Copy out every entry below, replacing "result" with "output" wherever it appears and leaving all else unchanged.

# [SUPPLIED MATERIAL]

★ ★ ★ ★ ★

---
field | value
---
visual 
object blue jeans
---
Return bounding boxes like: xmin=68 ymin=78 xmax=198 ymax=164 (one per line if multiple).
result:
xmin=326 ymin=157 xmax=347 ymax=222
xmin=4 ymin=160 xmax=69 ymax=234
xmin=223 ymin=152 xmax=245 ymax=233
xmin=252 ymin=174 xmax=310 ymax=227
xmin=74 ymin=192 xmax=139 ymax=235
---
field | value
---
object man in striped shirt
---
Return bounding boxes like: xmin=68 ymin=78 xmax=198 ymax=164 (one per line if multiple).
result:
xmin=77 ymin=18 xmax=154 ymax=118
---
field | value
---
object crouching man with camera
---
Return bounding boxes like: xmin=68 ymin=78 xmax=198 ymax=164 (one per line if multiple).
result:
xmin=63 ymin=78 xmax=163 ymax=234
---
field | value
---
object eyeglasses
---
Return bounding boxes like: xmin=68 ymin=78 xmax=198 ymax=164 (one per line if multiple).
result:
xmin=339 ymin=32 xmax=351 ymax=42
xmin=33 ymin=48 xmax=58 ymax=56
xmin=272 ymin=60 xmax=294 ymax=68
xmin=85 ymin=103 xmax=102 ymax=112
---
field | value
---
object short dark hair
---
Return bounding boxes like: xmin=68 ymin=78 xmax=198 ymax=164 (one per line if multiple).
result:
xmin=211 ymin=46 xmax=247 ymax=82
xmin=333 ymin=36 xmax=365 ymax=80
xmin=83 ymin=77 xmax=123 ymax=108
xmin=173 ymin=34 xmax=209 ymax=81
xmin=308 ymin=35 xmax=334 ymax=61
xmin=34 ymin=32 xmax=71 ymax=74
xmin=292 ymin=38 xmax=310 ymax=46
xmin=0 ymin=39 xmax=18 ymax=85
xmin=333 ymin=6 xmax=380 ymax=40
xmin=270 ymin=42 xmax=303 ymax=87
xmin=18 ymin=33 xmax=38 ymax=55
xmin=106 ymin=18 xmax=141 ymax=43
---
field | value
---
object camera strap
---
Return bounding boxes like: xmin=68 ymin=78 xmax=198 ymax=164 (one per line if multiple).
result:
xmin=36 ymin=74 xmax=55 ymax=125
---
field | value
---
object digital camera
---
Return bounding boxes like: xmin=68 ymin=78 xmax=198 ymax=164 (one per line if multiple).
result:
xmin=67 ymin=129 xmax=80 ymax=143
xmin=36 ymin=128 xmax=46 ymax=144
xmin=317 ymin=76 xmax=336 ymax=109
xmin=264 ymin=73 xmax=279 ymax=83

★ ★ ★ ★ ★

# [ANSWER FOR THIS EXERCISE]
---
field | value
---
visual 
object blue jeans
---
Return bounding boxes like: xmin=68 ymin=78 xmax=198 ymax=164 (one per line if multiple).
output:
xmin=326 ymin=157 xmax=347 ymax=222
xmin=4 ymin=160 xmax=69 ymax=234
xmin=223 ymin=152 xmax=245 ymax=233
xmin=252 ymin=174 xmax=310 ymax=227
xmin=74 ymin=192 xmax=139 ymax=235
---
field | value
---
object man in striped shirt
---
Return bounding boxes like: xmin=68 ymin=78 xmax=198 ymax=164 (one per line if multiple).
output:
xmin=77 ymin=18 xmax=154 ymax=118
---
field | value
---
object crouching man with camera
---
Return bounding boxes like: xmin=68 ymin=78 xmax=198 ymax=164 (one per line if multiple).
output:
xmin=63 ymin=78 xmax=163 ymax=234
---
field | value
---
object eyeglasses
---
Return bounding boxes like: xmin=68 ymin=78 xmax=198 ymax=164 (one per line if multiple).
output:
xmin=339 ymin=32 xmax=351 ymax=42
xmin=33 ymin=48 xmax=58 ymax=56
xmin=272 ymin=60 xmax=294 ymax=68
xmin=85 ymin=103 xmax=102 ymax=112
---
field | value
---
object short dark hair
---
Return bounding boxes like: xmin=68 ymin=78 xmax=198 ymax=164 (one per line if multiple).
output:
xmin=211 ymin=46 xmax=247 ymax=82
xmin=333 ymin=36 xmax=365 ymax=80
xmin=83 ymin=77 xmax=123 ymax=108
xmin=173 ymin=34 xmax=209 ymax=81
xmin=308 ymin=35 xmax=334 ymax=61
xmin=34 ymin=32 xmax=71 ymax=74
xmin=292 ymin=38 xmax=310 ymax=46
xmin=0 ymin=39 xmax=18 ymax=85
xmin=333 ymin=6 xmax=380 ymax=40
xmin=270 ymin=42 xmax=303 ymax=87
xmin=18 ymin=33 xmax=38 ymax=55
xmin=106 ymin=18 xmax=141 ymax=43
---
field | value
---
object camera strap
---
Return bounding boxes like: xmin=68 ymin=78 xmax=198 ymax=164 (one per line if multiple).
output:
xmin=36 ymin=74 xmax=55 ymax=125
---
field | value
---
object digital camera
---
Return bounding boxes like: xmin=68 ymin=78 xmax=198 ymax=164 (one per line if multiple).
output:
xmin=67 ymin=129 xmax=80 ymax=143
xmin=36 ymin=128 xmax=46 ymax=144
xmin=317 ymin=76 xmax=336 ymax=109
xmin=264 ymin=73 xmax=279 ymax=83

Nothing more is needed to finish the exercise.